In 2021 hebben meer mensen zich bij een Centrum voor Seksuele Gezondheid (CSG) laten testen op seksueel overdraagbare aandoeningen (soa) dan in 2020. Dit aantal is nog wel lager dan in 2019, het jaar voor de uitbraak van het coronavirus. Dat blijkt uit de thermometer seksuele gezondheid. Dat meldt het RIVM.
In 2021 waren er in totaal 138.436 soa-consulten bij de CSG's. Dit was 30 procent meer dan in 2020, maar nog wel 8 procent lager dan in 2019.
COVID-19
In 2020 was er minder zorg beschikbaar bij de CSG’s als gevolg van de COVID-19 pandemie. In 2021 konden weer meer mensen gebruik maken van zorg bij een CSG dan in 2020, maar het was nog niet op het niveau van vóór de COVID-pandemie. Omdat er minder zorg beschikbaar was, zijn er naar verhouding meer mensen getest die een hoog risico hebben op soa. Bijvoorbeeld mensen met klachten of mensen die een partner met een soa hebben.

:::

> **Uit te voeren taken**:
(A) Stemmen de volgende uitspraken overeen met de tekst over soa-tests? Antwoord per uitspraak met ja of nee en citeer de woorden uit de tekst die de doorslag geven. (i) In 2021 waren er meer soa-consulten bij de CSG's dan in 2019. (ii) Het aantal soa-consulten lag in 2021 30 procent hoger dan in 2020. (iii) Doordat er minder zorg beschikbaar was, werden naar verhouding meer mensen met een hoog risico op soa getest.
(B) Schrijf de tekst over soa-tests verder, te beginnen na de laatste zin.
De items zijn apart materiaal en staan los van de tekst over soa-tests.

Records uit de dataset
:::

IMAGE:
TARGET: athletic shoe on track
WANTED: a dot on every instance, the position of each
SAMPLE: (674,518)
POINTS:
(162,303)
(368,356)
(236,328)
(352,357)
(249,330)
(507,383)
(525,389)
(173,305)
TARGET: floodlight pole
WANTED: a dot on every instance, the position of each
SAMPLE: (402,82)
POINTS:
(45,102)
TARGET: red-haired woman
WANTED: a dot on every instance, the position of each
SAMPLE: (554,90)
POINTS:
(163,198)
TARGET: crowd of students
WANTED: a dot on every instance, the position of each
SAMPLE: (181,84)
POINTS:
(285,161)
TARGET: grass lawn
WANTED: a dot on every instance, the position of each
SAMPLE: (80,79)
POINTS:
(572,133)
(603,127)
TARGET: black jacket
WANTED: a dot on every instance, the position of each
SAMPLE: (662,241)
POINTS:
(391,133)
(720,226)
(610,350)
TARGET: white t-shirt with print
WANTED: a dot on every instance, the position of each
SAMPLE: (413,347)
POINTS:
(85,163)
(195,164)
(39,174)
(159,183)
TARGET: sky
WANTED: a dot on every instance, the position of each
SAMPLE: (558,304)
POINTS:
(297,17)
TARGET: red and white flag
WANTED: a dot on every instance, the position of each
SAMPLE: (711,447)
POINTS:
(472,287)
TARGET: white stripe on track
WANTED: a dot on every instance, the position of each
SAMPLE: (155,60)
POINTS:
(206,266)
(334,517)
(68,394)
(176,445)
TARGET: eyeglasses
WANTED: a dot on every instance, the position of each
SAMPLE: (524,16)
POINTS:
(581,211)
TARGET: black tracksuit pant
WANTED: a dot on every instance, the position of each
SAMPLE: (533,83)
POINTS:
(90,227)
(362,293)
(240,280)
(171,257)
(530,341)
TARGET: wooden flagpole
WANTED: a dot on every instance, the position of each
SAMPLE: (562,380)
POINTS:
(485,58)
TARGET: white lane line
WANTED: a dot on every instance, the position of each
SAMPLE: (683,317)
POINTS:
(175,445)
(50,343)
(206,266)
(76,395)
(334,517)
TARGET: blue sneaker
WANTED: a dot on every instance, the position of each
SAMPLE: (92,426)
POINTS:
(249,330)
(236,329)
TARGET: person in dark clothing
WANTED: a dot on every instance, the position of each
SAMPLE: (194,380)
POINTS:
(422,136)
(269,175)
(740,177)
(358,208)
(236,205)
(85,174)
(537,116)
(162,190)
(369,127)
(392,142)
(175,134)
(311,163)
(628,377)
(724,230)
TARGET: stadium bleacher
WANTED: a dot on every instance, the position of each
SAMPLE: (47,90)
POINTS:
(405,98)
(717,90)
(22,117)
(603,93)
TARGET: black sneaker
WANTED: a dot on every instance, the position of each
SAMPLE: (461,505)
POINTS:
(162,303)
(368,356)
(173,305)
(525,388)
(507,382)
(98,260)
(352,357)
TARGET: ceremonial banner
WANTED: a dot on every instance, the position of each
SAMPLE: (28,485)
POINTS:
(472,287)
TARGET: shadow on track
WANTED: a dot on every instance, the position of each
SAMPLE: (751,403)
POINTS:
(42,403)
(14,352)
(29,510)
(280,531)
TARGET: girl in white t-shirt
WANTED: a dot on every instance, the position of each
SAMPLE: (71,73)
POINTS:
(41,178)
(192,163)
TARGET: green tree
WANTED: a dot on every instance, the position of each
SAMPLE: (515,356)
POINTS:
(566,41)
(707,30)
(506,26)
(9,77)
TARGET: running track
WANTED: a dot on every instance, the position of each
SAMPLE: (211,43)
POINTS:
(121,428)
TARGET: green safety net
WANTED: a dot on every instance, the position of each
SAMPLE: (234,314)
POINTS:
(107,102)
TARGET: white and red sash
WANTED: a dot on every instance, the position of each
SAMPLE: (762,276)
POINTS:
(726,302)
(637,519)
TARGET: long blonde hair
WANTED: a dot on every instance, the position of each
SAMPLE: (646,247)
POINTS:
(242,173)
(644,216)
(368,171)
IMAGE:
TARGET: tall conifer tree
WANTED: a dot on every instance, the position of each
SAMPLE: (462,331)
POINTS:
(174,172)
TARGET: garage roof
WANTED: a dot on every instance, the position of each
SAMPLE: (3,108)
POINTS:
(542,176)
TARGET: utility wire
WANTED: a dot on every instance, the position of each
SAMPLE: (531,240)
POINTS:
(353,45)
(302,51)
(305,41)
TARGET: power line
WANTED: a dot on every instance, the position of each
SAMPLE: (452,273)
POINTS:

:::

> **Antwoorden per item**:
(A)
(i) Nee: "maar nog wel 8 procent lager dan in 2019"
(ii) Ja: "Dit was 30 procent meer dan in 2020"
(iii) Ja: "Omdat er minder zorg beschikbaar was, zijn er naar verhouding meer mensen getest die een hoog risico hebben op soa."

(B)
Positieve uitslag
Bij 17,2 procent van de vrouwen die zich lieten testen was de uitslag positief. Bij heteroseksuele mannen was dat 22,6 procent. Bij soa-consulten van mannen die seks hebben met mannen (MSM) was 23,5 procent positief (deelnemers aan de PrEP-pilot zijn hier niet in meegeteld). Dit betekent dat ruim 1 op de 6 vrouwen en 1 op de 5 mannen die zich liet testen een soa had. Het percentage positieve testen was lager dan in 2020 maar nog wel hoger dan in 2019, met name bij heteroseksuele mannen en MSM.
PrEP
In 2019 is het nationale Pre-Expositie Profylaxe (PrEP) pilot programma gestart bij de CSG’s. Sindsdien hebben de CSG’s fors meer PrEP-consulten uitgevoerd. Mensen die deelnemen aan de PrEP-pilot bezoeken het CSG elke drie maanden voor een PrEP-consult. In 2021 was 40 procent van de consulten bij MSM een PrEP consult. Bij 17,7 procent van deze consulten was de uitslag van de soa-test positief. Op 31 december 2021 had het PrEP pilot programma naar schatting 7.693 deelnemers.